(Provided material Opens)

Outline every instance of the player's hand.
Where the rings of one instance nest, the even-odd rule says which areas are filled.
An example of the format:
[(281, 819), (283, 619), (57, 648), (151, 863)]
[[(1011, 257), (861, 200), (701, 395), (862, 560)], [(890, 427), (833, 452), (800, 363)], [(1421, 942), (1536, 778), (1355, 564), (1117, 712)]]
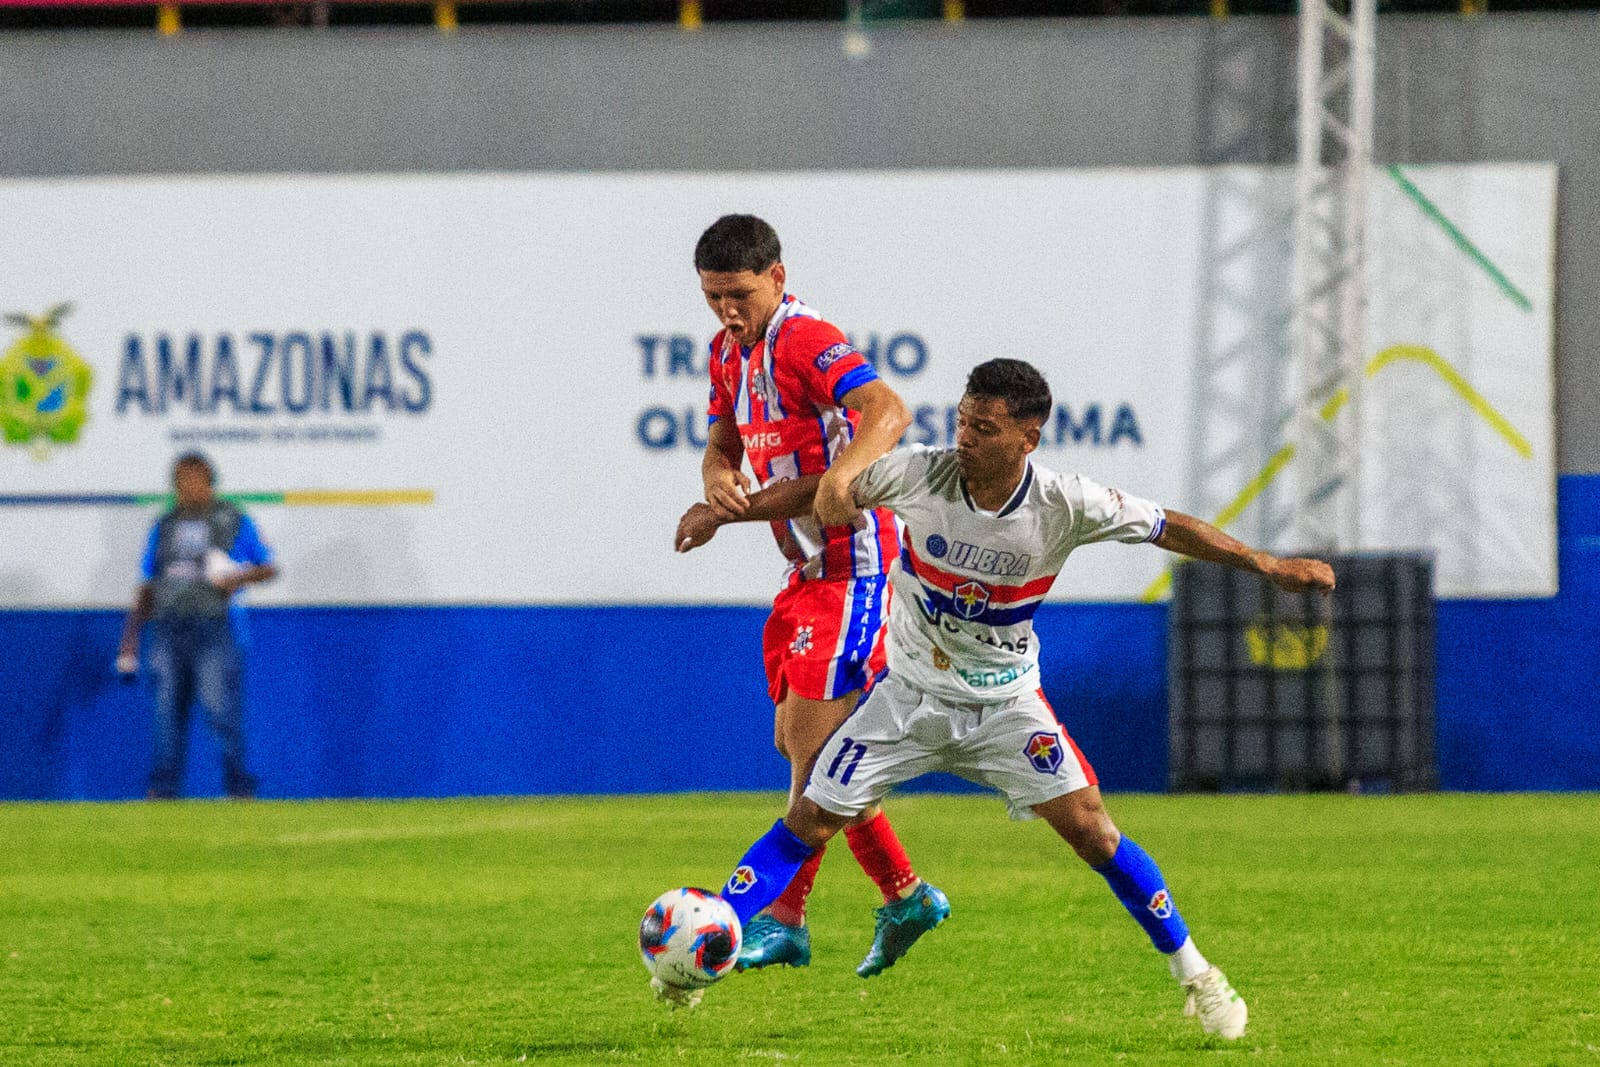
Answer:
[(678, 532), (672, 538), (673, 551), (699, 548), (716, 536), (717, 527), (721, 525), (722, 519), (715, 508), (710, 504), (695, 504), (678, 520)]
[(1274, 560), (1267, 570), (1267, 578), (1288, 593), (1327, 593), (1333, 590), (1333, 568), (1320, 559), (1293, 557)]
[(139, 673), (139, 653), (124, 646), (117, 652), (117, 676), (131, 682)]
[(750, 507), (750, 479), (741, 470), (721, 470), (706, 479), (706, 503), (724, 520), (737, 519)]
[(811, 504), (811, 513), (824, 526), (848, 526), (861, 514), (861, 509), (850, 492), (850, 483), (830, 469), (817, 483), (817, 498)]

(Provided material Closes)
(Provided material Opens)

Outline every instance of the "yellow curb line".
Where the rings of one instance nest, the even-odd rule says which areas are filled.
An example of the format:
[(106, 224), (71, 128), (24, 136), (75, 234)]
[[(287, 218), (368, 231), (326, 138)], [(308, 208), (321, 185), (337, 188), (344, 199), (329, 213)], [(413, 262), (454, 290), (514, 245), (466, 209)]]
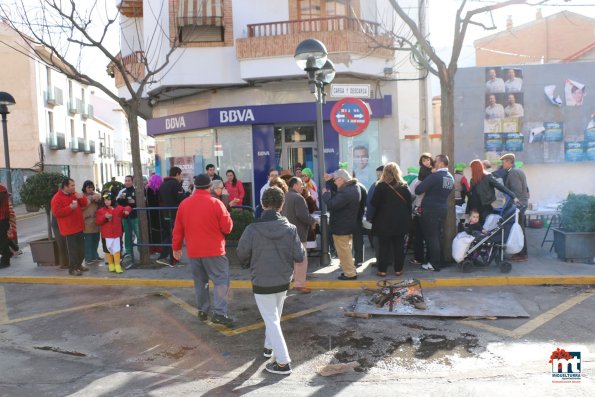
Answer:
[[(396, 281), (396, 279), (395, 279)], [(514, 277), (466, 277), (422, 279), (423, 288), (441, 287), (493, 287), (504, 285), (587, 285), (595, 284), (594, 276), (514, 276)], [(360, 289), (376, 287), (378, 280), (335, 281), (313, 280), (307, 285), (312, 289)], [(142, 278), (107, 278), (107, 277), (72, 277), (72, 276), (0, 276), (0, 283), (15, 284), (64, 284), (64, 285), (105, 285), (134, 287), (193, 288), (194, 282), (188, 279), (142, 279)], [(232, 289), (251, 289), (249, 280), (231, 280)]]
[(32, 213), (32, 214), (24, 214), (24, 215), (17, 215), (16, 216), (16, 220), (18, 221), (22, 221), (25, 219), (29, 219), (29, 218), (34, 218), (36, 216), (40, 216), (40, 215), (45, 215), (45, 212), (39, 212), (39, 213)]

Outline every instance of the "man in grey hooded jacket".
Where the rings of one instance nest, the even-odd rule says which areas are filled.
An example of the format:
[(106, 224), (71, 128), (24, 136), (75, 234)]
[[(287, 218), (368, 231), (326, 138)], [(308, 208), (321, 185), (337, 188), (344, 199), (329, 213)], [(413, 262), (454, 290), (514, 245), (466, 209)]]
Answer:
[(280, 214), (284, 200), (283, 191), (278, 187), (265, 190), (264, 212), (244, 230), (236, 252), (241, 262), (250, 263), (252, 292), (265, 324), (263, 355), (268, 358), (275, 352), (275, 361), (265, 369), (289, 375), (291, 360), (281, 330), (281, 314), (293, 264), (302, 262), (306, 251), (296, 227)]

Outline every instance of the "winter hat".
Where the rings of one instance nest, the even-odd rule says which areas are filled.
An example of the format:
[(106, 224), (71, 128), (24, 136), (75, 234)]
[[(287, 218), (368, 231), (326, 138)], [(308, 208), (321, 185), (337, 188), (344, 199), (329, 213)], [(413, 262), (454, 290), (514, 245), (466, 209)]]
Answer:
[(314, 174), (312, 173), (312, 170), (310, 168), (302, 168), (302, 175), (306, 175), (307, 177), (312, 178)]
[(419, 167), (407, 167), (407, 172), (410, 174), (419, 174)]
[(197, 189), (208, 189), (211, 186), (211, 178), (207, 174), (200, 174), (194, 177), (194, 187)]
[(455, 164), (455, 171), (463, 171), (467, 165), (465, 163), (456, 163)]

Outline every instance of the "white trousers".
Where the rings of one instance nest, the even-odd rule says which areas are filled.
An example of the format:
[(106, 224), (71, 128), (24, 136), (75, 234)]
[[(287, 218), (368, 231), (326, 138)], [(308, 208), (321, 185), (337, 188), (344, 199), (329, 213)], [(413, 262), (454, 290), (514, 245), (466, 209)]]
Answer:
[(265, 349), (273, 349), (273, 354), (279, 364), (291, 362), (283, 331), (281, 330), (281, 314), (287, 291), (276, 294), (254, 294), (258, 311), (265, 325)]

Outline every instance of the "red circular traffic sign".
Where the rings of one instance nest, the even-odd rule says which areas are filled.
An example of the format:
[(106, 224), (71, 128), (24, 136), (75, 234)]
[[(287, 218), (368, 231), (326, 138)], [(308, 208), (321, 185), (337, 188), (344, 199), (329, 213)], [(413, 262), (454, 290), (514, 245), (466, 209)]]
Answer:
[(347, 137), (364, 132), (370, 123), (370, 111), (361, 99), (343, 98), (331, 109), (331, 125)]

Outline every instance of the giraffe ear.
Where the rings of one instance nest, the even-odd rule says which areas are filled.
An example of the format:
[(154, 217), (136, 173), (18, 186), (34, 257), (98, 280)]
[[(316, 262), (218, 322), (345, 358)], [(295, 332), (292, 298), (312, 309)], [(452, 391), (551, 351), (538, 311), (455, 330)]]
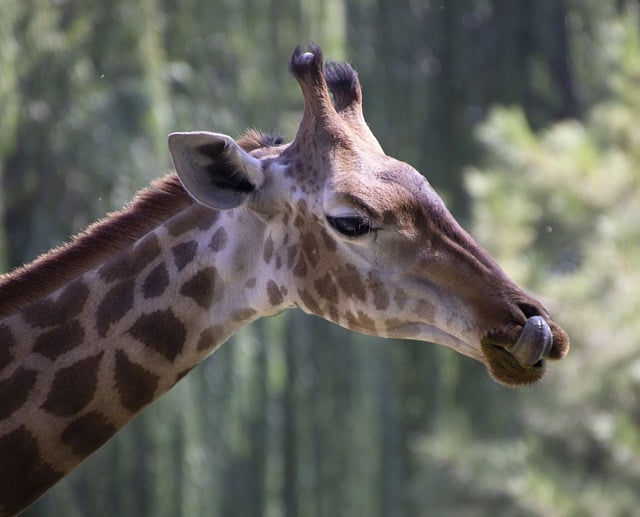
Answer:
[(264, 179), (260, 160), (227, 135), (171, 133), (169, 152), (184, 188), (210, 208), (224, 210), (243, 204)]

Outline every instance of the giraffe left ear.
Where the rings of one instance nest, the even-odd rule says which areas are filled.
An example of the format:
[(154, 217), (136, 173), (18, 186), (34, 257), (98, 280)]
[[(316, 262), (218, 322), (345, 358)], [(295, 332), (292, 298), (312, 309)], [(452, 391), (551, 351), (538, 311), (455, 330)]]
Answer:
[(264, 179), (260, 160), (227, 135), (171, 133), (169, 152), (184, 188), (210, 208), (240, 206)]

(Provided material Closes)

__Your assignment__. Check each line of the entries above for the string "giraffe", and return those that contain it.

__Task solution__.
Outline every instance of the giraffe ear.
Outline every instance of the giraffe left ear.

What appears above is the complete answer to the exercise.